[Point localization data]
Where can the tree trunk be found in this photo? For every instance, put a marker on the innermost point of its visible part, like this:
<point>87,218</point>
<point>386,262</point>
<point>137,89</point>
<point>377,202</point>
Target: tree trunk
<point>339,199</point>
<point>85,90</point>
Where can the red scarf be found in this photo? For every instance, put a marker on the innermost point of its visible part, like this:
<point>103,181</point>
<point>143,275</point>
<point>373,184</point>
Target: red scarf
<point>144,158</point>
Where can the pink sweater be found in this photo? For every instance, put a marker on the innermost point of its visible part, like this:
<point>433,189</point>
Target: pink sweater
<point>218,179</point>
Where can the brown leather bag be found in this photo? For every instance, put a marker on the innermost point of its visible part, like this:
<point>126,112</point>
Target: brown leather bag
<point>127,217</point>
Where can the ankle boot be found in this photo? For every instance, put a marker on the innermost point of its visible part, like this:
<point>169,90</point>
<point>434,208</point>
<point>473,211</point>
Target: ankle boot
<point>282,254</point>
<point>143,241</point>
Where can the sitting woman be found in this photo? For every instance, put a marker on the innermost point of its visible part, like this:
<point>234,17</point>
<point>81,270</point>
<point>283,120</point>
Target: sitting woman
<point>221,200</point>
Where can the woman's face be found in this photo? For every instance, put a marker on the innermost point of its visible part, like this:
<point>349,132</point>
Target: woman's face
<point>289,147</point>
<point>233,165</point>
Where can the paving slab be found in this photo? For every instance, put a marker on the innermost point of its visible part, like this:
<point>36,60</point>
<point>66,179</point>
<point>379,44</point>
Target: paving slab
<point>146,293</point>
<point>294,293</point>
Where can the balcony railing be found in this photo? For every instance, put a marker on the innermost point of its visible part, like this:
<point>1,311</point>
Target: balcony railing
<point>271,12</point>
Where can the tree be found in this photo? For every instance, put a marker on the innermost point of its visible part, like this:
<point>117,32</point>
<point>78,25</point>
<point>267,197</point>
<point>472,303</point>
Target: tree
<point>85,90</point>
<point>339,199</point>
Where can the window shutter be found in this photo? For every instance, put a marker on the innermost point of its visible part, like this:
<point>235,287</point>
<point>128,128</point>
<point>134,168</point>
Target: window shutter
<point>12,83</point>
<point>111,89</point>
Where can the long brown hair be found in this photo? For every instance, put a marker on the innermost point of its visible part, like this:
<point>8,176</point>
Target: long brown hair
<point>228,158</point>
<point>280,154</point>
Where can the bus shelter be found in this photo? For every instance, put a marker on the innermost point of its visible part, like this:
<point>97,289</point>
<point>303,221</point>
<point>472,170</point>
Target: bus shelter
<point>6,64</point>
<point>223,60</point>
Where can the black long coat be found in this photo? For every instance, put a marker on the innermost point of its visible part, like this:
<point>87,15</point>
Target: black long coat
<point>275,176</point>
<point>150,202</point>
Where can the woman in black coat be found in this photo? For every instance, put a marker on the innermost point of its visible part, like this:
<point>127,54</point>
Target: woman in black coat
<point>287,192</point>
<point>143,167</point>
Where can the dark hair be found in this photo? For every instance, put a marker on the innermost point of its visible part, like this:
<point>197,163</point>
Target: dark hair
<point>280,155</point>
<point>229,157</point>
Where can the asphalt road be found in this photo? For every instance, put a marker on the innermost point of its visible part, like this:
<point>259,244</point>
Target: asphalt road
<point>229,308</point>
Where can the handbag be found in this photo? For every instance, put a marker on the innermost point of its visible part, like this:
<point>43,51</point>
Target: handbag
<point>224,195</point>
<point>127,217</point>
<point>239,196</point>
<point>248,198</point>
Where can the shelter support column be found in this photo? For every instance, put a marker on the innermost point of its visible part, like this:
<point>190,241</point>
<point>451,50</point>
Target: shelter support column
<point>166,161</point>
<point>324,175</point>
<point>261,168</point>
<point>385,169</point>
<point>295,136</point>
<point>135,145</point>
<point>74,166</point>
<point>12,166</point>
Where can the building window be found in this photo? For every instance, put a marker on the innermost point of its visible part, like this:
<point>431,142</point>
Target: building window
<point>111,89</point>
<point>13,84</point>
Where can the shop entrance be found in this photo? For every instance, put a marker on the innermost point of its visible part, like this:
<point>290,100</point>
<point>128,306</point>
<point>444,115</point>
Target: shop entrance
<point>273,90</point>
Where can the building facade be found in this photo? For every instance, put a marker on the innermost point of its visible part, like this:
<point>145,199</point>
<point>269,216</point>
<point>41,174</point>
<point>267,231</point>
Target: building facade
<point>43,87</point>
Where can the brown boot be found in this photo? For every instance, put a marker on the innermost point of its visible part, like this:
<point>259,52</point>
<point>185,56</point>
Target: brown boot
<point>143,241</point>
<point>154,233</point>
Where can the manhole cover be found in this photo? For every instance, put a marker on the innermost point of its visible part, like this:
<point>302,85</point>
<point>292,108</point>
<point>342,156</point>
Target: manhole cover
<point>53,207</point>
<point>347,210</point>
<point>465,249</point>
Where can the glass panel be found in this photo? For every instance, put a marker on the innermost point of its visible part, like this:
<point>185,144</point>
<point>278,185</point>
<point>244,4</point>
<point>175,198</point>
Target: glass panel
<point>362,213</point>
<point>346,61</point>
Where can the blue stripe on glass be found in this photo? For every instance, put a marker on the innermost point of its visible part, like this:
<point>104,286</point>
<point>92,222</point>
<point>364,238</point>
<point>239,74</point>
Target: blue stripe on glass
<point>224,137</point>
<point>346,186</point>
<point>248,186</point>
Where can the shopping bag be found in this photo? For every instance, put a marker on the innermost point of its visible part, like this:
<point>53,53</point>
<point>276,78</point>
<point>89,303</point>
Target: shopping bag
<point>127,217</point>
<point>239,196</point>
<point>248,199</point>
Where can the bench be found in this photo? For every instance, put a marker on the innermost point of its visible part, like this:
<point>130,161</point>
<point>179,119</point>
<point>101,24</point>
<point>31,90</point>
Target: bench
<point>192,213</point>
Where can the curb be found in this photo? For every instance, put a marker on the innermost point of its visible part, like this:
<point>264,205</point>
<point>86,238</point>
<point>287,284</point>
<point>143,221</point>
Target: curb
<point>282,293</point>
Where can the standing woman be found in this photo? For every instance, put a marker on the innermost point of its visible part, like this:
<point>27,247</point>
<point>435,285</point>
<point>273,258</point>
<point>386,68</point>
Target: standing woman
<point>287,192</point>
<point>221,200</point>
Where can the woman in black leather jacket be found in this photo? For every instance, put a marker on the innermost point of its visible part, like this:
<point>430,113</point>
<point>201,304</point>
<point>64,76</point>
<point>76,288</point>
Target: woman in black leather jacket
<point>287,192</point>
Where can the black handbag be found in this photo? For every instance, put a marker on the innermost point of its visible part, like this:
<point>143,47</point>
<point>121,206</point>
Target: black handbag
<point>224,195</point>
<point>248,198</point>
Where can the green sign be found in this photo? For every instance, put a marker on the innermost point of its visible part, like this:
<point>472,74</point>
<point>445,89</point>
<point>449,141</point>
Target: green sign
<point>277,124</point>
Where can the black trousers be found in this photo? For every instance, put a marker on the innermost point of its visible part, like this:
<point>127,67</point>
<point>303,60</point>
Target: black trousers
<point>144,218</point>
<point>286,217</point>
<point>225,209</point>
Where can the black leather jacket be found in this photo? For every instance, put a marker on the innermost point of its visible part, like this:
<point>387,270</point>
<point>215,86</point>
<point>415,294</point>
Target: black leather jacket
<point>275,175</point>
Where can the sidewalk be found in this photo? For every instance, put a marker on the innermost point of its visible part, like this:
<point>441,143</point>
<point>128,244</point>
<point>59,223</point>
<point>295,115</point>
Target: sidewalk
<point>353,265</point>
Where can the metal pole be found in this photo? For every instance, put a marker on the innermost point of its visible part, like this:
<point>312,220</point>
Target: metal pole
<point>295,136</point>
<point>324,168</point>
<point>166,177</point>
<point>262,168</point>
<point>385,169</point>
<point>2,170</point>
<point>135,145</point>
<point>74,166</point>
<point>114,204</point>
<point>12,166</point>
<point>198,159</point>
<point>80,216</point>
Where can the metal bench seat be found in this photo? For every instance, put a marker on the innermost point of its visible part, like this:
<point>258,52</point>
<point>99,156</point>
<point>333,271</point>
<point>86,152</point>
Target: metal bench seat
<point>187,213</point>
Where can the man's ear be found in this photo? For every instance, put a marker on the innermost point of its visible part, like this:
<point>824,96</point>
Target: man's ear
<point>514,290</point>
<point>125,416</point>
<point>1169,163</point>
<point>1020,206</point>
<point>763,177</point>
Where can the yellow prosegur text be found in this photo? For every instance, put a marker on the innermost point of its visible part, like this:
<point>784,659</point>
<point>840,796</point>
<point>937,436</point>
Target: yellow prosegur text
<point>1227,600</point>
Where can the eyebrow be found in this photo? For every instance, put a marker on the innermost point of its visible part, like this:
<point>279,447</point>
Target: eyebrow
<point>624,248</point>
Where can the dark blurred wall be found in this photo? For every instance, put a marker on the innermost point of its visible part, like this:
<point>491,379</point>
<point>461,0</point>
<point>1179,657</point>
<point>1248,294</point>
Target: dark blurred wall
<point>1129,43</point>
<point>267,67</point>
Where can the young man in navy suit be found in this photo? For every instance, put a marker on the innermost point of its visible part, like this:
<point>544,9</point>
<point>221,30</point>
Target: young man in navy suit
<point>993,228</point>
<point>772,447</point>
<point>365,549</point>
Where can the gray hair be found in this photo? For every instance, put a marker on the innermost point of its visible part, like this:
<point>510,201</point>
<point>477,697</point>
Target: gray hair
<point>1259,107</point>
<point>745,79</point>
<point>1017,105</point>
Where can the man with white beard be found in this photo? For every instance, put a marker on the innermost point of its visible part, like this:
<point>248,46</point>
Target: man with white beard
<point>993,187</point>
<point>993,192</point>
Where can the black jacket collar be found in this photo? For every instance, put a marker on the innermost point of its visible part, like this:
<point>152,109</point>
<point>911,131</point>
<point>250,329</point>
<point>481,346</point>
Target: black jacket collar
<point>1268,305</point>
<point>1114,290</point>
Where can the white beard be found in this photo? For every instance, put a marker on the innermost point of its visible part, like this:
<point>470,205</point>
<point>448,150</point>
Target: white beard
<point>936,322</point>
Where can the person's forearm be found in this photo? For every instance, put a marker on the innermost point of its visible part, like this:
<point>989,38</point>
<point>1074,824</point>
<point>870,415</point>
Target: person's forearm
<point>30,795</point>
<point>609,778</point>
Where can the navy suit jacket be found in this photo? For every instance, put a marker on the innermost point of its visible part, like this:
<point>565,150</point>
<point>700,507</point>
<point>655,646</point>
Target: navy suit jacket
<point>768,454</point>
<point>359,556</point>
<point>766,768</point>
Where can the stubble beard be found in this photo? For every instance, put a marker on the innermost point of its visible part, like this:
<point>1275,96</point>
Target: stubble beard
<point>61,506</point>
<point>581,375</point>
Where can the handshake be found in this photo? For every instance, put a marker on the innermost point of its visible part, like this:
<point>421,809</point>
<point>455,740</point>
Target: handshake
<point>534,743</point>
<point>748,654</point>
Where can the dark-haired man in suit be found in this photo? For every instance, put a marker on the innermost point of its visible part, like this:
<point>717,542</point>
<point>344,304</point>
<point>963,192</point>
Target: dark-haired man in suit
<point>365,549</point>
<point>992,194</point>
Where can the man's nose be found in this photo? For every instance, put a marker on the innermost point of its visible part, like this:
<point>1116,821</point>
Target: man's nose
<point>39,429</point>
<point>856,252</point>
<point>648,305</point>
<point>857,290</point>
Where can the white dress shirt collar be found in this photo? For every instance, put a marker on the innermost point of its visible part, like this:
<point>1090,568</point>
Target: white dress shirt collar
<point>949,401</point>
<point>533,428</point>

◆ How to complete this task:
From the first line of the data through the line with "<point>434,208</point>", quote each line exactly and add nothing else.

◆ Expected output:
Where can the tree trunk be found in this photo? For every instance, put a marker on the innermost point of its visible part, like this:
<point>87,218</point>
<point>386,262</point>
<point>137,89</point>
<point>377,202</point>
Target: tree trunk
<point>339,199</point>
<point>85,90</point>
Where can the red scarf be found in this photo? For every instance, put a marker on the innermost point of its visible part, like this:
<point>103,181</point>
<point>143,275</point>
<point>373,184</point>
Target: red scarf
<point>144,158</point>
Where can the pink sweater be found in this photo? For every instance, put a marker on the innermost point of its visible part, like this:
<point>433,189</point>
Target: pink sweater
<point>218,179</point>
Where can the brown leather bag be found in this photo? For every instance, put a marker on the innermost point of its visible part, like this:
<point>126,112</point>
Target: brown leather bag
<point>127,217</point>
Where can the ankle boot be found in this photo? For every instance, put a marker on the innermost point of its visible part, like this:
<point>169,90</point>
<point>434,208</point>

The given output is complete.